# Your instructions
Count the lines in the entries below that contain the string "Target", with case counting, and give only that number.

# Data provided
=-=-=

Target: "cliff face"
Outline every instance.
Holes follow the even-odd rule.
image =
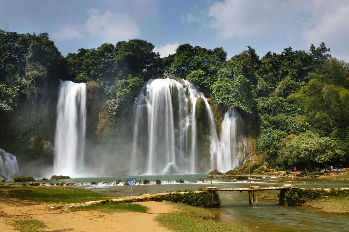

=-=-=

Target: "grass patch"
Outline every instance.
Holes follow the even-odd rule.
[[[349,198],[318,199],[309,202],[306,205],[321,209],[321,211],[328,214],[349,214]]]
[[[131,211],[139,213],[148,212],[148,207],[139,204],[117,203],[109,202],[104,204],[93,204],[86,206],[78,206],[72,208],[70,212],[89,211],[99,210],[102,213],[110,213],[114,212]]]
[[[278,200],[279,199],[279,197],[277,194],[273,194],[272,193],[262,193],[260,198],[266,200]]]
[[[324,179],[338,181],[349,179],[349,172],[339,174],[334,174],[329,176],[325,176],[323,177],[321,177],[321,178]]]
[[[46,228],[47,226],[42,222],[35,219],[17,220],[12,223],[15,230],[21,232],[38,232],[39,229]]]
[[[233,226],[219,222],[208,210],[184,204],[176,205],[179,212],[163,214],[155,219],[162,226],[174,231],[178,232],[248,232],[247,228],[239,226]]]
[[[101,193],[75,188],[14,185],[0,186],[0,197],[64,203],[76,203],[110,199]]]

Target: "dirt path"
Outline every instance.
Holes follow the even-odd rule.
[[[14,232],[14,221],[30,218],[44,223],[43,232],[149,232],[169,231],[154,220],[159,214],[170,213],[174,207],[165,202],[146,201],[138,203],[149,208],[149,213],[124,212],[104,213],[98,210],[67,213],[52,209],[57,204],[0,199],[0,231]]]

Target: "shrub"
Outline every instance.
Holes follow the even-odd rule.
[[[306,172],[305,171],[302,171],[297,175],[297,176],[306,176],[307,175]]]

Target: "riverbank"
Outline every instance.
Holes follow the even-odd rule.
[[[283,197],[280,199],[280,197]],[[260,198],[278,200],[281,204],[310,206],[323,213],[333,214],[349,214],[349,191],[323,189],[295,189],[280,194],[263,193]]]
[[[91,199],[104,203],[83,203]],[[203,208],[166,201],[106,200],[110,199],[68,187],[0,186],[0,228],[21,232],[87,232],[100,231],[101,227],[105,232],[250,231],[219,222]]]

=-=-=

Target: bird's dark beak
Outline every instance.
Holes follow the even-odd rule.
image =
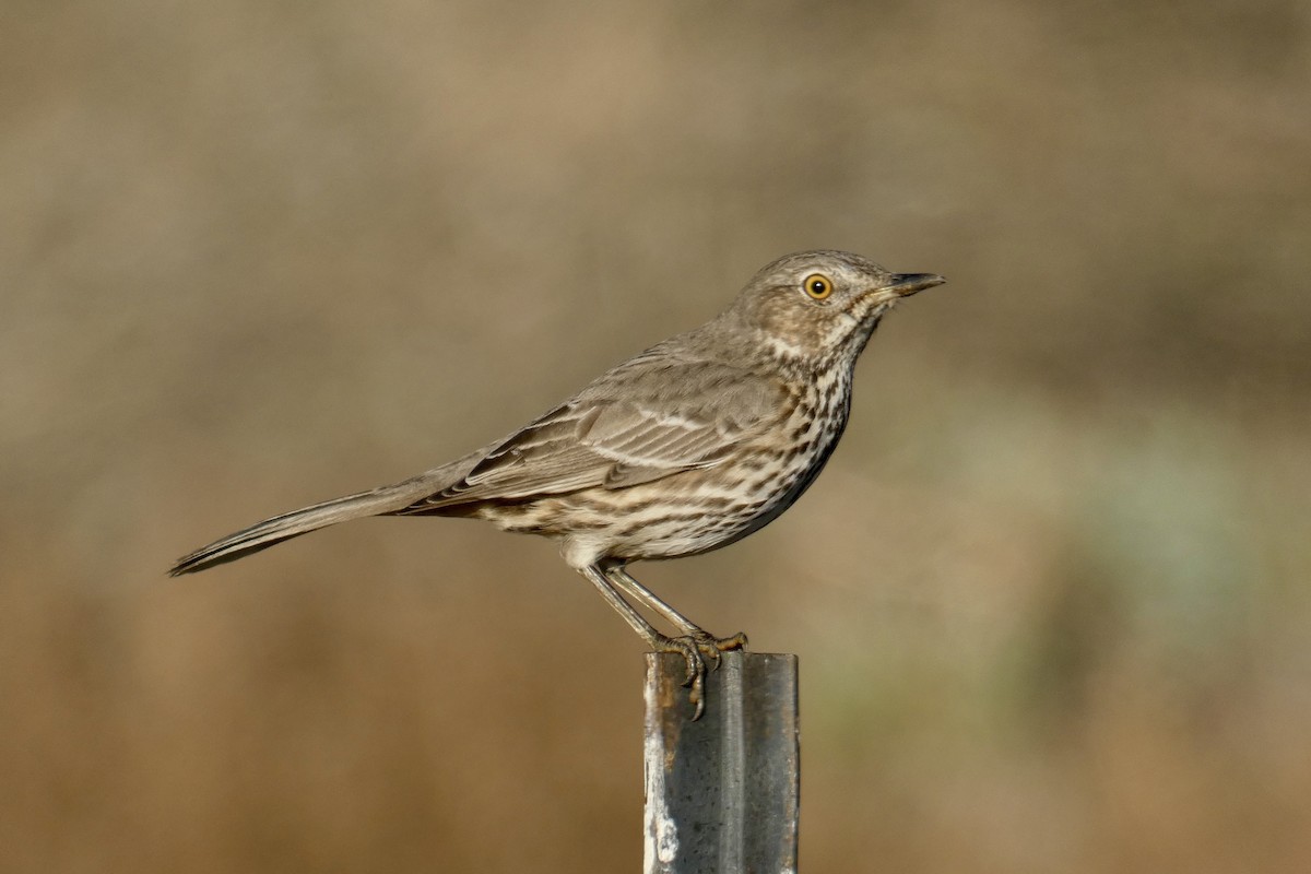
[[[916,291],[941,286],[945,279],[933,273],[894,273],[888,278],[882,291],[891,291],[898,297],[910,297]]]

=-=-=

# Result for this exercise
6